◆ **Stated task 1**:
In the film article, how many acres is Vince Majestyk's watermelon farm?

◆ **Excerpt**:
━━━━━━━━
- Theatrical release poster
- Directed by: Richard Fleischer
- Written by: Elmore Leonard
- Produced by: Walter Mirisch
- Starring: Charles Bronson Al Lettieri Linda Cristal Lee Purcell
- Cinematography: Richard H. Kline
- Edited by: Ralph E. Winters
- Music by: Charles Bernstein
- Production company: The Mirisch Corporation
- Distributed by: United Artists
- Release date: July 12, 1974;
- Running time: 103 minutes
- Country: United States
- Language: English

= Mr. Majestyk =

1974 film by Richard Fleischer

Mr. Majestyk is a 1974 American neo-Western action thriller film directed by Richard Fleischer and written by Elmore Leonard. Charles Bronson stars as the title character, Vince Majestyk, a farmer and Vietnam War veteran who gets in a conflict with racist thugs and a mafia hitman who want to destroy his watermelon farm in rural Colorado. Leonard, who wrote the film with an original screenplay, took the name Majestyk from a character in his 1969 crime novel The Big Bounce. He would also write the novelization of the film.

==Plot==
Vince Majestyk is a farmer, and a former U.S. Army Ranger instructor and Vietnam War veteran, who owns and operates a 160-acre watermelon farm in rural Colorado near a small town called Edna. He needs to harvest his crop soon in order to keep the farm financially solvent.

A small-time hood, Bobby Kopas, attempts to coerce Majestyk into a protection racket of using unskilled drunks to harvest his watermelon crop. Majestyk runs him off with Kopas' own shotgun and hires experienced Mexican migrant workers, including Nancy Chavez, a crop picker who is also a union organizer. Kopas brings assault charges against Majestyk, resulting in the farmer being placed under arrest before he can finish the harvest.
━━━━━━━━
◆ **Provided information**:
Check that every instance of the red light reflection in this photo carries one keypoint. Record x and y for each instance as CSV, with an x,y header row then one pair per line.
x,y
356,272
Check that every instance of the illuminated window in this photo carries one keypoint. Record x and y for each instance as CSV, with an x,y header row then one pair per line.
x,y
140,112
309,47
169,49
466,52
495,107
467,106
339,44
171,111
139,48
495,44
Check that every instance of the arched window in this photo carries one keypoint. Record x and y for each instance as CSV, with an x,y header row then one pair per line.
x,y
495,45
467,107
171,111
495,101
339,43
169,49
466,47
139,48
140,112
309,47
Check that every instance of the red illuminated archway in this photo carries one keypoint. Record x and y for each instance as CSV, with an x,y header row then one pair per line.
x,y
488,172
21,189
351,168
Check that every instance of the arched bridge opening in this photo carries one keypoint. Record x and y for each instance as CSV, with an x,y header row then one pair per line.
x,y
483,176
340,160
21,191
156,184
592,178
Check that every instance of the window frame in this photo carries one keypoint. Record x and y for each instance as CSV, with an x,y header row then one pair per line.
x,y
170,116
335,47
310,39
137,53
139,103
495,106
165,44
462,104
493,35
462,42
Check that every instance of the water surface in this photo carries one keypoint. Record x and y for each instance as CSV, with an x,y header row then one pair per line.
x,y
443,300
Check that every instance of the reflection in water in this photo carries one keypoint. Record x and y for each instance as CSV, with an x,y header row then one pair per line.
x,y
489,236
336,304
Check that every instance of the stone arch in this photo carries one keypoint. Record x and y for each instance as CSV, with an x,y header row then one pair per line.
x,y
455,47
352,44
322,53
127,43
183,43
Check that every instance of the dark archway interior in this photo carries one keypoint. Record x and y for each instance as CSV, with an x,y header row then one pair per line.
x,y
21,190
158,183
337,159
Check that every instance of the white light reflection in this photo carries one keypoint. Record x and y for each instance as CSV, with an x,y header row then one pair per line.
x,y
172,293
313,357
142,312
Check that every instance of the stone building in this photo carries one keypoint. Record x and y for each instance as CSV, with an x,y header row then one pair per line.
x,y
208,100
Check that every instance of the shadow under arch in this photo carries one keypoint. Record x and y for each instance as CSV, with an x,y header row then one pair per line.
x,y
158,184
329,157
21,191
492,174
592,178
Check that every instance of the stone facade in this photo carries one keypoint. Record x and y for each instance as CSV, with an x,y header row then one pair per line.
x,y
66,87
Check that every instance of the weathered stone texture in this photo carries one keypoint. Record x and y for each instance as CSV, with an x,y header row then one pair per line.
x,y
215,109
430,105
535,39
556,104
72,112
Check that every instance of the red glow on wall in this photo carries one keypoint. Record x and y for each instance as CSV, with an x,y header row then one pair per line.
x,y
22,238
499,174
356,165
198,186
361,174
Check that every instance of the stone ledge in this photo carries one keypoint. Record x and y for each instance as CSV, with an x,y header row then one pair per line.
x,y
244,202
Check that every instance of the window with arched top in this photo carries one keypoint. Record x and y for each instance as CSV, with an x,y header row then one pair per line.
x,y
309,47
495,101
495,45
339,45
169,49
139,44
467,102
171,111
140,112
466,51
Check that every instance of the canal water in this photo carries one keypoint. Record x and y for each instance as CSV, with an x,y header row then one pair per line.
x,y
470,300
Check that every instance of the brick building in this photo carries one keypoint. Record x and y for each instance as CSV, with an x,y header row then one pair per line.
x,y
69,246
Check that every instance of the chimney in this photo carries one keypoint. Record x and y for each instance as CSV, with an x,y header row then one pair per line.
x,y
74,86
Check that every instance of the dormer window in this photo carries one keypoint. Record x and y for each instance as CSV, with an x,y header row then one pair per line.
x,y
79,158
━━━━━━━━
◆ **Stated task 2**:
Recast the rows as a Markdown table with columns "No." and "Line": start at the row line containing "Check that every instance of the window with" and go through the last line of the rows, one line per table row and blank lines omitted.

◆ **Exercise solution 1**:
160 acres.

◆ **Exercise solution 2**:
| No. | Line |
|---|---|
| 1 | Check that every instance of the window with arched top in this photo carries one keypoint. Record x and y for each instance as CSV, with an x,y header row then one pair per line. |
| 2 | x,y |
| 3 | 309,47 |
| 4 | 495,101 |
| 5 | 495,45 |
| 6 | 339,45 |
| 7 | 169,49 |
| 8 | 139,44 |
| 9 | 467,102 |
| 10 | 171,111 |
| 11 | 140,112 |
| 12 | 466,51 |
| 13 | Check that every instance of the canal water in this photo carries one keypoint. Record x and y for each instance as CSV, with an x,y header row then one pair per line. |
| 14 | x,y |
| 15 | 470,300 |
| 16 | Check that every instance of the brick building in this photo carries one keypoint. Record x and y for each instance as CSV, with an x,y header row then one pair per line. |
| 17 | x,y |
| 18 | 69,246 |
| 19 | Check that every instance of the chimney in this photo carries one keypoint. Record x and y for each instance as CSV, with an x,y header row then one pair per line. |
| 20 | x,y |
| 21 | 74,86 |
| 22 | Check that every instance of the dormer window in this photo carries one keypoint. Record x and y for each instance as CSV, with an x,y header row then one pair per line. |
| 23 | x,y |
| 24 | 79,158 |